Yapılacak görev: Kaynak metne göre, 24.09.2010 ile 30.09.2015 tarihleri arasında davacıya toplam ne kadar taksitli ticari kredi kullandırılmıştır?

Kaynak metin:
· · · · ·
06/05/2019 tarihli ek raporda; gelen müzekkere cevapları tartışılmış, davalı bankanın uyguladığı masraflar ile … Bankası nın uygulamasının örtüştüğü, taraflar arasında imzalanan sözleşmeler ile davacıya 24.09.2010 tarihi ile 30.09.2015 tarihleri arasında toplamda 728.596,52 TL borçlu cari hesap rotatif kredi, 540.000,00 TL. taksitli ticari krediler kullandırıldığı, bu kullandırımlara istinaden davalı banka tarafindan toplamda 15.250,00 TL Kredi tahsis ve istihbarat ücreti, 6.950,00 TL kredi açılış ücreti, bu işlemlerin toplamı 22.200,00 TL nin % 5 ine tekabul eden 1.110,00 TL Banka Sigorta Muameleleri Vergisi (BSMV) ile birlikte 23.310,00TL tahsil edildiği, davalı bankaca , davaya konu edilen kredi tahsis ve istihbarat ücreti olarak toplam 15.250,00 TL masrafin yapıldığına ilişkin bir belgenin ibraz edilemediği, 762.500,00TL BSMV dahil toplam 16.012.500,00 TL’nin davacıdan tahsil edildiği, davacıya kullandırılan taksitli ticari kredilerin ödeme planında toplam 6.950,00 TL kredi açılış masraf kesintisine ilişkin bir ibare yer almadığı ve masrafin yapıldığına ilişkin bir belge ibraz edilmediği, davalı bankaca yapılan tahsilatların diğer banka uygulamaları ile paralellik gösterdiği ve kullandırım esnasında müşterinin bilgilendirildiği, müşteri ile anlaşmaya varıldıktan sonra kredi kullandırımı ile birlikte müşteri bilgilendirilmesi ile 6.950,00 TL kredi açılış, 347.500TL BSMV toplamda 7.297.500 TL tahsil edildiği, diğer bankalardan alınan cevaplara göre davalı bankanın aldığı komisyon ve masrafların yüksek olduğu, davalı bankaya emsal olabilecek … Bankası uygulamasının benzer olduğu kanaati bildirilmiştir.
· · · · ·
Gösterilen liste:
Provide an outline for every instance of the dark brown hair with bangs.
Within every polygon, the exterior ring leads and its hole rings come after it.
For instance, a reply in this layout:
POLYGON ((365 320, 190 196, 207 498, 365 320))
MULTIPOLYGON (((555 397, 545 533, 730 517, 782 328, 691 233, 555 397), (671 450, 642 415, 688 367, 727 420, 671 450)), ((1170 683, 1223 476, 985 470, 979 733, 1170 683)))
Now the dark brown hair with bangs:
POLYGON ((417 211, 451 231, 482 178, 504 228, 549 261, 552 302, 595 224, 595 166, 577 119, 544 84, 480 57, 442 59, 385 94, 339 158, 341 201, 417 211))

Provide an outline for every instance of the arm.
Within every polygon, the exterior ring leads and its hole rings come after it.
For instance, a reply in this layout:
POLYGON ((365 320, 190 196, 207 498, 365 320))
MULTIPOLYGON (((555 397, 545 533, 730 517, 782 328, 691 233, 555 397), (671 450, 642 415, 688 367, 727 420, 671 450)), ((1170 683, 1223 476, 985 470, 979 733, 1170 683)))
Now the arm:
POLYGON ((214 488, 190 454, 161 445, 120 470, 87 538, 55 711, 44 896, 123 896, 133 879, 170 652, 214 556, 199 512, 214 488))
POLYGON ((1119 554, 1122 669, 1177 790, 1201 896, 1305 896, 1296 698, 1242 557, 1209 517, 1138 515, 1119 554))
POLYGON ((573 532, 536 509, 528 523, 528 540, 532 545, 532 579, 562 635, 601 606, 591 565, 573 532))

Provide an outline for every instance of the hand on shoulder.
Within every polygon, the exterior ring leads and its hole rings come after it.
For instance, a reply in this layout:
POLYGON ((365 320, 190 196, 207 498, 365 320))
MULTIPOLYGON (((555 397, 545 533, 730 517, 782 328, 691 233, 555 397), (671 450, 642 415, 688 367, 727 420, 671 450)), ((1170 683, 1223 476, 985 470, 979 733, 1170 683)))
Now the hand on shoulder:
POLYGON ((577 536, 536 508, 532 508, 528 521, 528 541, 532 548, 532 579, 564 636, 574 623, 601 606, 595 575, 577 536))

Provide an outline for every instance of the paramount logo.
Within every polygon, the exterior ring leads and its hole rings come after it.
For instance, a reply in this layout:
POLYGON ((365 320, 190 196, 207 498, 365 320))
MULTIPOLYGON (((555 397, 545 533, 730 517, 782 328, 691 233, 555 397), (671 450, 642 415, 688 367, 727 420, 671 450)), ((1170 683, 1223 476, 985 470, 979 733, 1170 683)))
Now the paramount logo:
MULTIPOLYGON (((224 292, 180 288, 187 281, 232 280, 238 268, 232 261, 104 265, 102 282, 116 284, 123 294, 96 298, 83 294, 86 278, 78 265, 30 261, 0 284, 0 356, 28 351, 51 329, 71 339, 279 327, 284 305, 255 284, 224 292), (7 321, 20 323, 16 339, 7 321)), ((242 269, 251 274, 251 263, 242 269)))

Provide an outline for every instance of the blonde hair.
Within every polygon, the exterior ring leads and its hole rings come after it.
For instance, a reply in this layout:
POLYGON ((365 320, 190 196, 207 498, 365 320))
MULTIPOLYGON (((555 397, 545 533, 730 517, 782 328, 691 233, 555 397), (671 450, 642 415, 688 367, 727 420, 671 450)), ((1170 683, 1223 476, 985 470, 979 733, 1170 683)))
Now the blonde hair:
· · · · ·
Aşağıdaki sonuç: 540.000,00 TL